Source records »

+ + + +

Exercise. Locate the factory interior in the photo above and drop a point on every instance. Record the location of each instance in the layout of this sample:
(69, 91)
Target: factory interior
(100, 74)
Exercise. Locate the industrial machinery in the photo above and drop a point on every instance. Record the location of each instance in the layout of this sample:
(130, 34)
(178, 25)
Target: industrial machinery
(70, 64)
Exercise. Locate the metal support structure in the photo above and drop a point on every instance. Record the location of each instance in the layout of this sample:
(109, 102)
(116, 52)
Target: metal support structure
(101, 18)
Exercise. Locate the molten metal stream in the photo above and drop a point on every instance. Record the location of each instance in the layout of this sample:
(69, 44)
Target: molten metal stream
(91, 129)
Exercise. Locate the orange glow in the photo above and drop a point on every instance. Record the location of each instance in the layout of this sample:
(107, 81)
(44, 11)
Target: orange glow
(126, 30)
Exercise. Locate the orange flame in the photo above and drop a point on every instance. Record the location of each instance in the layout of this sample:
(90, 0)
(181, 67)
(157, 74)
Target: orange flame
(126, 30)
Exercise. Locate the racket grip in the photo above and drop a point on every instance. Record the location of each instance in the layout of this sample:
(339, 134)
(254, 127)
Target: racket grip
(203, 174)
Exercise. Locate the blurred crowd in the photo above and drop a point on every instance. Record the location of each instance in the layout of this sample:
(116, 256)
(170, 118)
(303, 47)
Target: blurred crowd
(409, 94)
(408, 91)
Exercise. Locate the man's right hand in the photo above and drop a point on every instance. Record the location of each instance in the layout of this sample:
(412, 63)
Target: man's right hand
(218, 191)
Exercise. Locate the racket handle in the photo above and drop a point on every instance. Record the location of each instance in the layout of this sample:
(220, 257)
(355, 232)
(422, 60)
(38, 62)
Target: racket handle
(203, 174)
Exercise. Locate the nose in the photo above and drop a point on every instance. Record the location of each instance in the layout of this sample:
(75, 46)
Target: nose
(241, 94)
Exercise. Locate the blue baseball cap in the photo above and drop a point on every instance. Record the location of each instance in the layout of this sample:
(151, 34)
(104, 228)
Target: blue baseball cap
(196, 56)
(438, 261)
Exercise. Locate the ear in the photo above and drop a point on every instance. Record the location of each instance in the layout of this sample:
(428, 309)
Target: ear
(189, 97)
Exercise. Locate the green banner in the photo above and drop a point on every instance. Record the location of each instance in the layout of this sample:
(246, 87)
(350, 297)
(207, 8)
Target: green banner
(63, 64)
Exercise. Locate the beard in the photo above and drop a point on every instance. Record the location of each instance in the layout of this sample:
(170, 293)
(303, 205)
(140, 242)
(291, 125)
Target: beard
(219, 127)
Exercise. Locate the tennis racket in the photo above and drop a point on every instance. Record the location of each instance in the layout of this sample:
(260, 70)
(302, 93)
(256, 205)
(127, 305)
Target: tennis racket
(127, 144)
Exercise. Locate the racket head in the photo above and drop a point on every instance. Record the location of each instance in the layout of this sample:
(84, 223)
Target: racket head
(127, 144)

+ + + +

Directions for this task » Letter for letter, copy all of the entries above.

Output of the exercise »
Exercise. Locate the factory interior in the photo above and drop a point on every instance. Record the location of each instance in the layout of this sample:
(69, 91)
Target: factory interior
(100, 74)
Exercise. Locate the industrial machinery in the photo above and drop a point on every instance. Record the location of each instance in the layout of this sample:
(130, 34)
(178, 25)
Target: industrial machinery
(70, 64)
Exercise. Locate the metal support structure in the photo above and drop a point on every instance. Record the location of each instance in the layout of this sample:
(109, 102)
(116, 52)
Target: metal support structure
(101, 18)
Exercise. Locate the molten metal stream in the photo above and drop a point on every instance. Record the location of each instance in the layout of this sample:
(69, 44)
Target: molten metal stream
(91, 129)
Exercise. Locate the orange glow in the photo above and drop a point on every instance. Record the location of each instance in the layout of this sample:
(107, 81)
(44, 11)
Target: orange glow
(126, 30)
Exercise. Locate the orange flame in the photo above and drop a point on every instance. Record the location of each instance in the layout of this sample:
(90, 0)
(181, 67)
(157, 74)
Target: orange flame
(126, 30)
Exercise. Locate the racket grip in the photo above and drop a point on every instance. Record the location of each instance in the layout of this sample:
(339, 134)
(254, 127)
Target: racket grip
(203, 174)
Exercise. Locate the blurred crowd in the photo above and drop a point on every instance. Record the location of each instance in the layout of this sample:
(116, 256)
(170, 118)
(303, 47)
Target: blurred crowd
(409, 94)
(408, 91)
Exercise. Locate the man's right hand in the photo above and drop a point on every instance. Record the location of each instance in the layout of this sample:
(412, 63)
Target: man's right hand
(218, 191)
Exercise. Locate the racket handle in the photo above and drop a point on every instance. Record the location of each instance in the layout of this sample:
(220, 257)
(355, 232)
(422, 60)
(38, 62)
Target: racket handle
(203, 174)
Exercise. Locate the nose in the photo above and drop a point on every instance. Record the location of each instance in the layout of this sample:
(75, 46)
Target: nose
(241, 94)
Exercise. Locate the blue baseball cap in the photo above and drop a point on every instance. Record the location of each instance in the layout of this sample:
(151, 34)
(104, 228)
Target: blue baseball cap
(196, 56)
(438, 261)
Exercise. Locate the ear in the photo above and drop a point on every instance. Record the location of each instance in the layout of this sample:
(428, 309)
Target: ear
(189, 97)
Exercise. Locate the green banner in the photo above and drop a point on every instance. Record the location of each instance in the layout of this sample:
(246, 87)
(350, 297)
(207, 8)
Target: green banner
(63, 64)
Exercise. Locate the beard in the photo above and drop a point on every instance. Record the location of each instance in the layout of this sample:
(170, 293)
(303, 205)
(140, 242)
(291, 125)
Target: beard
(219, 127)
Exercise. Locate the tennis racket in the photo above and drop a point on every instance. Record the location of each instance in the layout of this sample:
(260, 70)
(302, 93)
(256, 205)
(127, 305)
Target: tennis racket
(127, 144)
Exercise. Locate the racket head in the photo above and drop a point on every instance. Record the location of each instance in the layout of this sample:
(84, 223)
Target: racket head
(127, 144)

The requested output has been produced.